**Work required**: Edit the seismic hazard text from "Hazard estimates are" down to "years (Petersen et al. 2014).", swapping every "forecasts" for "projections".

-- begin Selected text --

Due to epistemic uncertainties, there may exist multiple source characteristics, GMPE’s and magnitude distributions for the same region. These uncertainties are accounted for by estimating hazard for each of the individual possibilities, which we then represent as individual branches in a logic tree. Each branch \(d = 1, \ldots , D\), is assigned weight \(w_d\) such that \(\sum _{d=1}^D w_d = 1\), and the hazard is computed by the weighted contribution from each branch (Petersen et al. 2014).

$$\begin{aligned} \lambda (\mathrm {IM}\ge x)&= \sum _{d=1}^D w_d \lambda _d(\mathrm {IM}\ge x) \end{aligned}$$
(2)

where \(\lambda _d(\mathrm {IM}\ge x)\) is the hazard for branch d.

When the seismicity rates are changing over time, as for induced seismicity, then the estimated hazard is also time dependent. We represent hazard at time t as \(\lambda (\mathrm {IM}\ge x) (t)\) and calculate it by replacing the constant seismicity rate in Eq. 1 with time-dependent \(\lambda (M_n \ge m_{\min })(t)\). Then the mean hazard per unit time over a time duration \([t_1, t_2]\) is calculated by

$$\begin{aligned} \lambda (\mathrm {IM}\ge x) = \frac{1}{t_2 - t_1} \int _{t_1}^{t_2} \lambda (\mathrm {IM}\ge x) (t) \mathop {}\mathrm {d}t \end{aligned}$$
(3)

Hazard estimates are forecasts of anticipated future seismic shaking. Due to the transient nature of induced seismicity, these forecasts are meaningful for shorter duration of the next 6 months to 24 months, as compared to the National Seismic Hazard forecasts developed for next 50 years (Petersen et al. 2014).

-- end Selected text --
-- begin Provided information --

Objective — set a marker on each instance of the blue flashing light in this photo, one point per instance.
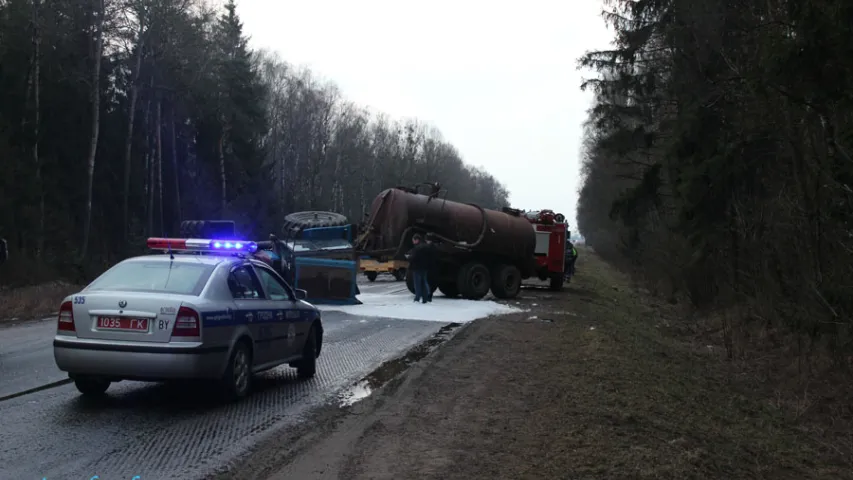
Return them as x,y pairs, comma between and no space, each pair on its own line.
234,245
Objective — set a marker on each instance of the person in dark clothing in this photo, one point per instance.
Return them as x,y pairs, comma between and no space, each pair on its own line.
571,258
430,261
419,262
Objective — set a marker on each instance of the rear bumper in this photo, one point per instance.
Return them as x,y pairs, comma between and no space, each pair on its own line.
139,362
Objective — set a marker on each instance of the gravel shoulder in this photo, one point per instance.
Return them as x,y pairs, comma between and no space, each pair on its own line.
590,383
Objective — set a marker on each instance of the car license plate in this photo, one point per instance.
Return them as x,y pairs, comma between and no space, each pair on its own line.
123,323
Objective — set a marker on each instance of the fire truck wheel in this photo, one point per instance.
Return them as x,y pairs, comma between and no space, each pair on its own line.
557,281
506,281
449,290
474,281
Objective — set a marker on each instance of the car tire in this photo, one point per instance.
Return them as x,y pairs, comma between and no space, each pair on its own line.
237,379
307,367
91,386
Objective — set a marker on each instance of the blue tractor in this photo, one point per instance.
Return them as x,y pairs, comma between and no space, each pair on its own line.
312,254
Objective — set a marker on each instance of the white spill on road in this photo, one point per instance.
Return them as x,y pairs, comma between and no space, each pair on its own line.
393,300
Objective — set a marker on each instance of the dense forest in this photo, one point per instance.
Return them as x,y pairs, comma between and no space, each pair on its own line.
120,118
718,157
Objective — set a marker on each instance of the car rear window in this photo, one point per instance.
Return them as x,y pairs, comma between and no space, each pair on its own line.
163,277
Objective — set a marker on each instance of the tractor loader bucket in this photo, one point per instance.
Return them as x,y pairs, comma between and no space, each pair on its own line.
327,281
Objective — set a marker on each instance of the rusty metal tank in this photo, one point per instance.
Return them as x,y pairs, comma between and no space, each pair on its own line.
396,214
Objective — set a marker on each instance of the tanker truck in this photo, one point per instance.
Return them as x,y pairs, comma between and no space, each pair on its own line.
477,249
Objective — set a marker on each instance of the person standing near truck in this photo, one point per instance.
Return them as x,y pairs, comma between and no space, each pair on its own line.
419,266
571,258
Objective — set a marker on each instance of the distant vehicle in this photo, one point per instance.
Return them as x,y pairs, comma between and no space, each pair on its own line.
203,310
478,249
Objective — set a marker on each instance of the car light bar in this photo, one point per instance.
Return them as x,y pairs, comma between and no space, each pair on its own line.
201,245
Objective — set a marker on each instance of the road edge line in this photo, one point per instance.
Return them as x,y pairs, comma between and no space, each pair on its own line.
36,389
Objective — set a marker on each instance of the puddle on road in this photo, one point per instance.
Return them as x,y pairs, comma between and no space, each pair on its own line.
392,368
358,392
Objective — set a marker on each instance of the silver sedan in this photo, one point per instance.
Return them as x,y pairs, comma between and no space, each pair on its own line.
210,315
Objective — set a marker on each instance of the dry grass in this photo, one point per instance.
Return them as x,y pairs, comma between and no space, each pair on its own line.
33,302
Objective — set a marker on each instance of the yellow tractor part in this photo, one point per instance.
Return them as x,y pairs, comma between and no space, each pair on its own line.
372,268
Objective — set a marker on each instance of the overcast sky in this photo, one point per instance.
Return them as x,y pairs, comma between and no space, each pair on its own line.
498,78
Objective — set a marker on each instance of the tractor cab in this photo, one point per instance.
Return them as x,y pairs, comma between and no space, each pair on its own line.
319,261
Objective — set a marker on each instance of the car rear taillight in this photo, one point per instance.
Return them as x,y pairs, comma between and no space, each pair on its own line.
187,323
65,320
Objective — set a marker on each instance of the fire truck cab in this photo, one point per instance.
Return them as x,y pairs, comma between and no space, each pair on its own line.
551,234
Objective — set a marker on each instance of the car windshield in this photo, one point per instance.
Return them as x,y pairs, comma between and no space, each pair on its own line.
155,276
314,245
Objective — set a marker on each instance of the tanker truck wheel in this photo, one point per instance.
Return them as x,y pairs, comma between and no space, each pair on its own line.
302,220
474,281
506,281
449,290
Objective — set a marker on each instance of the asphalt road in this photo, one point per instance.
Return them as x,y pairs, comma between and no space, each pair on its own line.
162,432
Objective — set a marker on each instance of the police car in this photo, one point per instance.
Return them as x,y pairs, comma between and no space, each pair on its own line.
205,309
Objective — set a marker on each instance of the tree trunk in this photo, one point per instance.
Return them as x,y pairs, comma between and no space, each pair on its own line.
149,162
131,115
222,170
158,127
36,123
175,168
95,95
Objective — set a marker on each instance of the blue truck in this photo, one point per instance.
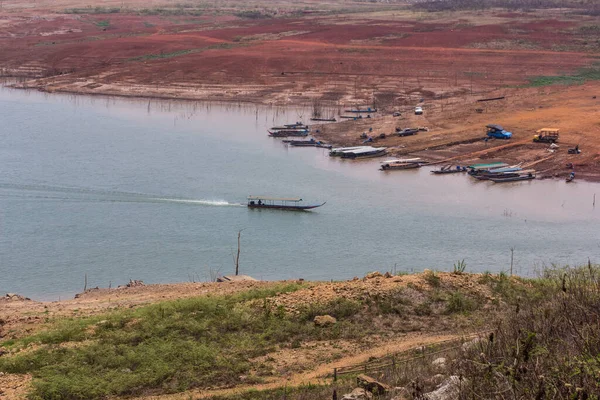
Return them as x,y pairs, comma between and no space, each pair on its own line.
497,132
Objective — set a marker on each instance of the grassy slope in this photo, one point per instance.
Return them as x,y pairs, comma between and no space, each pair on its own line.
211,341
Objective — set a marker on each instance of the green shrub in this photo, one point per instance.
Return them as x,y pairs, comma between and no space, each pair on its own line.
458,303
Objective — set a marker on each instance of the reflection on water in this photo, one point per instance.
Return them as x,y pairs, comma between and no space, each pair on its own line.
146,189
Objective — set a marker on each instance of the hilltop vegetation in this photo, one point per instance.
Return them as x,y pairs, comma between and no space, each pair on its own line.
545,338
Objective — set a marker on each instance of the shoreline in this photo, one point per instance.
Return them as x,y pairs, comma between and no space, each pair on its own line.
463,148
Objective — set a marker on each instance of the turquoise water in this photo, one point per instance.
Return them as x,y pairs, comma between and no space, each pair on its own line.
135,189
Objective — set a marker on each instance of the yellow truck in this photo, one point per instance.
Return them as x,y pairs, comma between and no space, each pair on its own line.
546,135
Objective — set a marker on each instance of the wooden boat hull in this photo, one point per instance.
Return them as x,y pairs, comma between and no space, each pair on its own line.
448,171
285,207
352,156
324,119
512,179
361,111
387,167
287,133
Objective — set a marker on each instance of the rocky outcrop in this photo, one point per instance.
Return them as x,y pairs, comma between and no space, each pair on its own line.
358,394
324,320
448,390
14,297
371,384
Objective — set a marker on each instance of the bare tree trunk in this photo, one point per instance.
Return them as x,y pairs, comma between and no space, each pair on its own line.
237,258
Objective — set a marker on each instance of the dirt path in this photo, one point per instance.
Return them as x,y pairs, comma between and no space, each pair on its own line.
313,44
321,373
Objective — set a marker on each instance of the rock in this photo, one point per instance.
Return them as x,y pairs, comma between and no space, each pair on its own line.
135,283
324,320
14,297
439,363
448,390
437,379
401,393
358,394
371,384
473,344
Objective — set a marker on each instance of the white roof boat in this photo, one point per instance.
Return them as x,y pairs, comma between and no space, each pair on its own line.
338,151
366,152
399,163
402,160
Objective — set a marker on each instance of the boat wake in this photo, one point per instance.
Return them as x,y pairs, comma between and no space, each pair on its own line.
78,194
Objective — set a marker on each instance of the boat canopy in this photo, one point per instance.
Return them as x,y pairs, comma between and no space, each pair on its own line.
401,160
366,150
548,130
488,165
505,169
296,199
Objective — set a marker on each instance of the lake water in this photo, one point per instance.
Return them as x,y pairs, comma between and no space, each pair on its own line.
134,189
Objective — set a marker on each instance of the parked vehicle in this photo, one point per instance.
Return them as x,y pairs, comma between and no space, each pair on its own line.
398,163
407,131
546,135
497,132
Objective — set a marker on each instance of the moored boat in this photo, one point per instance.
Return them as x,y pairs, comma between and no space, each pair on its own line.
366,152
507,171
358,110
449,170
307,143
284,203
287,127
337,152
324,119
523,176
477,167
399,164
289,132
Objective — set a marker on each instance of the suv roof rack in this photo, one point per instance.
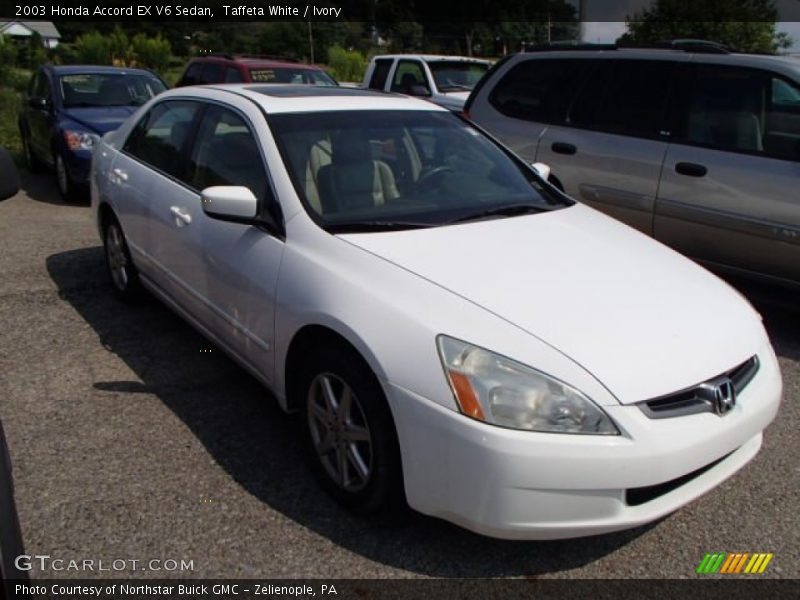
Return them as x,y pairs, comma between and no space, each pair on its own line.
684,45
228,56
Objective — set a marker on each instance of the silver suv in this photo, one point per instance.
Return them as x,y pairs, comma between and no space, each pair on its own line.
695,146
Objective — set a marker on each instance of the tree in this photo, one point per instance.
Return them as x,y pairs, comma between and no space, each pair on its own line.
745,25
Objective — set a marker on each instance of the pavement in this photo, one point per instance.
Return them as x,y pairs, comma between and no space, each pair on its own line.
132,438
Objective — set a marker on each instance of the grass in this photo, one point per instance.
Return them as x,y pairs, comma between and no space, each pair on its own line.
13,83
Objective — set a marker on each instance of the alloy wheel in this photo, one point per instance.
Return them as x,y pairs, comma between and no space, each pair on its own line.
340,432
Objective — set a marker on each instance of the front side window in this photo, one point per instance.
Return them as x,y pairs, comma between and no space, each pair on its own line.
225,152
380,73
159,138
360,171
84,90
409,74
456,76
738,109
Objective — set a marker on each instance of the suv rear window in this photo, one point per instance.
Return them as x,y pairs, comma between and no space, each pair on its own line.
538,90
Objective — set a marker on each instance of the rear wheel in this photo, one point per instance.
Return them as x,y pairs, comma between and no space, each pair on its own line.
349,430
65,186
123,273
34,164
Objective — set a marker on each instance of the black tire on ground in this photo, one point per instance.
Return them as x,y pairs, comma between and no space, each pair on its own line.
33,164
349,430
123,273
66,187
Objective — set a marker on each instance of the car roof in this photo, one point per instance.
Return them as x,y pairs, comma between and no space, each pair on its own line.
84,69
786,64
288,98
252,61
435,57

-- end Provided information --

**Full solution**:
Hazard estimates are projections of anticipated future seismic shaking. Due to the transient nature of induced seismicity, these projections are meaningful for shorter duration of the next 6 months to 24 months, as compared to the National Seismic Hazard projections developed for next 50 years (Petersen et al. 2014).